_Problem to work on:_ Your task is to reproduce the entries below word for word.

_Records drawn from a dataset:_
◆ ◆ ◆ ◆

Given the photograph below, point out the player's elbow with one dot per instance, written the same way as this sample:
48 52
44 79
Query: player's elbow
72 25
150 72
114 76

◆ ◆ ◆ ◆

_Task result:_
Given the photograph below, point out the player's elbow with one dot per instance, written the same way as this sample:
48 52
44 79
Query: player's elbow
72 25
150 72
114 76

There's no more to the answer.